→ **Excerpt to read**
·····

Comcast's C-TV: Channeling Disney
A new video-on-demand deal is only the beginning of a new era
of cooperation between the cable giant and the Magic Kingdom
by Ronald
Grover
It was the Walt Disney Co.'s (DIS) annual meeting, known for its bouncy music
and armies of costumed characters running through the aisles. For
Robert Iger, Disney's new CEO, the Mar. 10 gathering was also time
to shake up the digital media world. After clicking off the
company's successes, Disney's new top guy unveiled a plan to stream
shows from Disney's ABC network such as Desperate
Housewives and Lost on the ABC Web site. The
Disney faithful, assembled at the Arrowhead Pond in Anaheim,
Calif., cheered. Mickey and Minnie loved it, too.

·····

→ **Data extract**
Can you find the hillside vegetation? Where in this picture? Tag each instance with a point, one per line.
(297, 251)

·····

Please extract everything in the Disney article from "Comcast's C-TV: Channeling" down to "loved it, too.", keeping every word unchanged. The lines have no connection to the Disney article.

→ **Answer to this task**
Comcast's C-TV: Channeling Disney
A new video-on-demand deal is only the beginning of a new era
of cooperation between the cable giant and the Magic Kingdom
by Ronald
Grover
It was the Walt Disney Co.'s (DIS) annual meeting, known for its bouncy music
and armies of costumed characters running through the aisles. For
Robert Iger, Disney's new CEO, the Mar. 10 gathering was also time
to shake up the digital media world. After clicking off the
company's successes, Disney's new top guy unveiled a plan to stream
shows from Disney's ABC network such as Desperate
Housewives and Lost on the ABC Web site. The
Disney faithful, assembled at the Arrowhead Pond in Anaheim,
Calif., cheered. Mickey and Minnie loved it, too.